Problem details -> Check every line of the entries for "below", and copy the lines that hold it.
BEGIN Provided information
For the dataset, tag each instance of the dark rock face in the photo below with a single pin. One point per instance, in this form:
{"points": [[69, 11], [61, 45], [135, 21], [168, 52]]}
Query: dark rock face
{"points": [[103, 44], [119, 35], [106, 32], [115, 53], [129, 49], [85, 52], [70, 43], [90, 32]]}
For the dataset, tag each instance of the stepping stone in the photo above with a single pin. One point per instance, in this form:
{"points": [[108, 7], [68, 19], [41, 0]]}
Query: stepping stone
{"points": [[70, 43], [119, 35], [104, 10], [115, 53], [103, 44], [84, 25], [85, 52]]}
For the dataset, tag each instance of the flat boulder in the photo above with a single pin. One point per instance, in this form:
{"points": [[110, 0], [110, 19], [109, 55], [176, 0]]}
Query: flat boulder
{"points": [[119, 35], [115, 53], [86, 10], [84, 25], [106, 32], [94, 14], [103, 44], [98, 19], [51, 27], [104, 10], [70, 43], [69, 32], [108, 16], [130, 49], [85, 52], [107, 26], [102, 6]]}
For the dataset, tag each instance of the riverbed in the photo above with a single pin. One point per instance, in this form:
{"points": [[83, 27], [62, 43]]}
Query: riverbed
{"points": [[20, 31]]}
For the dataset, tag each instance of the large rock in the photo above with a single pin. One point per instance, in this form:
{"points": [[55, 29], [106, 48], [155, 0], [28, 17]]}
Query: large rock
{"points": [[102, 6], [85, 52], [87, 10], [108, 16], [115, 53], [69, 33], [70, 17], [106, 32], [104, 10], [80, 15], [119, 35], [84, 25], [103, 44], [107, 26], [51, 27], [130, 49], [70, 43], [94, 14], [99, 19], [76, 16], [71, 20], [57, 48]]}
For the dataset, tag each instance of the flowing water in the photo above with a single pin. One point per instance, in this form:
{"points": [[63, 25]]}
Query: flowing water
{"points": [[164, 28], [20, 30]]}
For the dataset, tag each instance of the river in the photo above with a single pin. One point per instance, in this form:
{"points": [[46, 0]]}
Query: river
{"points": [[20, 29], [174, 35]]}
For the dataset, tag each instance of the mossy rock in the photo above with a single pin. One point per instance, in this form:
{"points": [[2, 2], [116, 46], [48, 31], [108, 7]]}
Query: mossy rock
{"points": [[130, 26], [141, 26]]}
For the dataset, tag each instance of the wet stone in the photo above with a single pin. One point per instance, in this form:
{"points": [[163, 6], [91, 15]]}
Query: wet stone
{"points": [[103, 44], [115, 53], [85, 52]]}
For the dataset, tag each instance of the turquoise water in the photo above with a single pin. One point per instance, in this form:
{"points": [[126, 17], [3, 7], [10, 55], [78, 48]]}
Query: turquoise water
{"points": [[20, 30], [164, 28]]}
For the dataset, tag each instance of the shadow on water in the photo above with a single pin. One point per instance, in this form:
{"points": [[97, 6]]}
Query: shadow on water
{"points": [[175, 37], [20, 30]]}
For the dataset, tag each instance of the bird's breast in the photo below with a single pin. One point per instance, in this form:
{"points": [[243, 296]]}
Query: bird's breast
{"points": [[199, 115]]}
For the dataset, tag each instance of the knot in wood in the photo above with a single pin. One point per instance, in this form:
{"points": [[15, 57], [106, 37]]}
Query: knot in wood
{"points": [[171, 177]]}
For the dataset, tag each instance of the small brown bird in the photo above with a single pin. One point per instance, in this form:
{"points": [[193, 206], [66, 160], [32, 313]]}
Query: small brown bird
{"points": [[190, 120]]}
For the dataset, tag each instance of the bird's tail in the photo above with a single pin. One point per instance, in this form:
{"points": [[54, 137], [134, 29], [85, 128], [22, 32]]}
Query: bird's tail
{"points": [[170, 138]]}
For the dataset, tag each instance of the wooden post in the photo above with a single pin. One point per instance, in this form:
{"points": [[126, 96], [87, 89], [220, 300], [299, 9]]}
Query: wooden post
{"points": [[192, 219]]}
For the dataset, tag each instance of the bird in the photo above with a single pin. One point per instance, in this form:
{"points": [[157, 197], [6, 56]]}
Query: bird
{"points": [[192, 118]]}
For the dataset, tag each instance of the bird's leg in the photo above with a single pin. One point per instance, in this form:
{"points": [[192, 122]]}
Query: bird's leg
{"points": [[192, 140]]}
END Provided information
Solution to this problem ->
For the dataset, tag each instance of the dark rock face in the photo below with a single pin. One point per instance, in this form:
For the dataset, tag each instance of the bird's breast in the photo below with a single pin. One point per instance, in this form:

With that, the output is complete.